• _PAGE TEXT_:

⟨

By Steven Reinberg
TUESDAY, June 24 (HealthDay News) -- A new vaccine to treat and prevent metastatic colon cancer appears to work in mice, researchers report.
The vaccine has one unique property: It acts on the immune system in the intestines, a separate immune system from the one that protects the body generally.
"There are two independent immune systems in our bodies, the central one and one in the gut," said lead researcher Dr. Scott Waldman, chairman of Pharmacology and Experimental Therapeutics at Jefferson Medical College at Thomas Jefferson University in Philadelphia.
The theory behind the new vaccine is to take advantage of the immune system in the intestines where colon cancer starts, Waldman said. By targeting this immune system, a vaccine could develop antibodies to the cancer, he explained.
The vaccine targets a protein called guanylyl cyclase C (GCC), which is normally made in the intestines, Waldman said. "This protein is actually over expressed when cells lining the intestines transform from normal intestinal cells to colorectal cancer cells," he said.

⟩

• _WORK INSTRUCTIONS_:
(1) In the colon cancer vaccine article, what protein does the vaccine target?
(2) Rewrite the colon cancer vaccine article starting at "By Steven Reinberg" and ending at "cancer, he explained.", putting "rats" in place of "mice".

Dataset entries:
⟨

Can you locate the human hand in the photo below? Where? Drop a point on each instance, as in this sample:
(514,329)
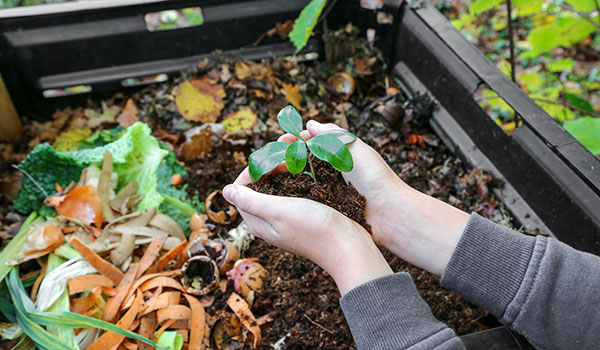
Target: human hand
(339,245)
(420,229)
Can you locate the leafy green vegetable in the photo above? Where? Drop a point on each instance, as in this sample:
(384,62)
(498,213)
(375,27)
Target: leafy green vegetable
(24,307)
(266,159)
(136,156)
(176,203)
(305,23)
(15,245)
(296,156)
(102,138)
(332,150)
(141,164)
(587,131)
(47,167)
(30,321)
(72,320)
(65,335)
(170,340)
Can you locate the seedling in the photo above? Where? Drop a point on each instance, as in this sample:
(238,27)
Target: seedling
(329,146)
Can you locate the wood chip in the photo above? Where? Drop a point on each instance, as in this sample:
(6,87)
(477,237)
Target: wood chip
(242,311)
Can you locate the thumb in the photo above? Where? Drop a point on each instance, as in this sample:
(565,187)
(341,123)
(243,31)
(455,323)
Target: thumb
(315,128)
(252,202)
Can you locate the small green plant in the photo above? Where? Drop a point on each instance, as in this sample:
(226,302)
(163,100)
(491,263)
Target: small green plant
(330,147)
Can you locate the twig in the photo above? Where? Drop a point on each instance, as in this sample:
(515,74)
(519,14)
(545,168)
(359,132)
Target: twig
(32,180)
(511,40)
(317,324)
(582,14)
(565,104)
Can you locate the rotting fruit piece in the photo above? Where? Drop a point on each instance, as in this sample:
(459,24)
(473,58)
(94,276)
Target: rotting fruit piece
(329,147)
(247,276)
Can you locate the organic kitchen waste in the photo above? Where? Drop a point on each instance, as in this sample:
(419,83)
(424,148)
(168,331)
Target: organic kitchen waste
(115,234)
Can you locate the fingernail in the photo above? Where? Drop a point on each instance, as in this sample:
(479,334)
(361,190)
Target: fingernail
(229,193)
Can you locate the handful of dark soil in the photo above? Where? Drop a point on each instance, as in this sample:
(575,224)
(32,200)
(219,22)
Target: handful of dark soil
(330,189)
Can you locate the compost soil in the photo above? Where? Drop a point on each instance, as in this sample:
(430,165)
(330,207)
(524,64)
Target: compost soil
(302,300)
(329,189)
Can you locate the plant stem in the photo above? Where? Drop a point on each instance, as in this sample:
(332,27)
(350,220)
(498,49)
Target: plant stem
(312,169)
(511,40)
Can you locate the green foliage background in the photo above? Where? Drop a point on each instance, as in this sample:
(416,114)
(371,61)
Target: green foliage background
(557,57)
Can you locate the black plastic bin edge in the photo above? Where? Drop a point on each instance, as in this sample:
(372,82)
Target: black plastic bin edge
(453,131)
(554,193)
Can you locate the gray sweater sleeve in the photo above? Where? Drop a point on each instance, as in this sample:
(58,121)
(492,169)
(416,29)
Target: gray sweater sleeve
(540,287)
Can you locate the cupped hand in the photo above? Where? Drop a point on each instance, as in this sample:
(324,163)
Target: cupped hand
(310,229)
(420,229)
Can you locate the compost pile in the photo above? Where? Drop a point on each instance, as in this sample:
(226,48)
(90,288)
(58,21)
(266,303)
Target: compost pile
(114,227)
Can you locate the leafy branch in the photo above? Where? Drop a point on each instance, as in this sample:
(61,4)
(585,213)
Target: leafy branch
(543,100)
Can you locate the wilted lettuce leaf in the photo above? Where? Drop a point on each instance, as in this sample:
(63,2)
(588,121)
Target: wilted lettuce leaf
(47,167)
(141,164)
(136,155)
(178,205)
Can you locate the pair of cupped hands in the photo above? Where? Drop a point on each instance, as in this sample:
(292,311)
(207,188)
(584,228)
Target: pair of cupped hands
(419,229)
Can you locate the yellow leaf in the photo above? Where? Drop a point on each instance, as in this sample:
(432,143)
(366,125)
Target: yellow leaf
(71,139)
(292,95)
(241,120)
(199,100)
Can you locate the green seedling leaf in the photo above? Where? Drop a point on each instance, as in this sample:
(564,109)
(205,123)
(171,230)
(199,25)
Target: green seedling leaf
(290,121)
(587,131)
(331,150)
(296,156)
(305,23)
(266,159)
(343,135)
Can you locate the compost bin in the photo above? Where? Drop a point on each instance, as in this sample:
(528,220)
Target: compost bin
(551,183)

⟩

• _NUMBERED RESPONSES_:
(1) Guanylyl cyclase C (GCC).

(2)
By Steven Reinberg
TUESDAY, June 24 (HealthDay News) -- A new vaccine to treat and prevent metastatic colon cancer appears to work in rats, researchers report.
The vaccine has one unique property: It acts on the immune system in the intestines, a separate immune system from the one that protects the body generally.
"There are two independent immune systems in our bodies, the central one and one in the gut," said lead researcher Dr. Scott Waldman, chairman of Pharmacology and Experimental Therapeutics at Jefferson Medical College at Thomas Jefferson University in Philadelphia.
The theory behind the new vaccine is to take advantage of the immune system in the intestines where colon cancer starts, Waldman said. By targeting this immune system, a vaccine could develop antibodies to the cancer, he explained.